§ **YOUR GOAL**: Exact copies of all the entries below are expected in the answer.

━━━ EXCERPTED DATA

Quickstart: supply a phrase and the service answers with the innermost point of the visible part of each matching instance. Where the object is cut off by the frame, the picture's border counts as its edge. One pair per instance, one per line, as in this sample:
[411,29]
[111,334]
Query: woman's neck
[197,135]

━━━━━━

§ **RESPONSE AREA**:
Quickstart: supply a phrase and the service answers with the innermost point of the visible part of each matching instance. Where the object is cut off by the frame, the picture's border counts as its edge. One pair per instance, one per line, as in this sample:
[411,29]
[111,334]
Query: woman's neck
[197,135]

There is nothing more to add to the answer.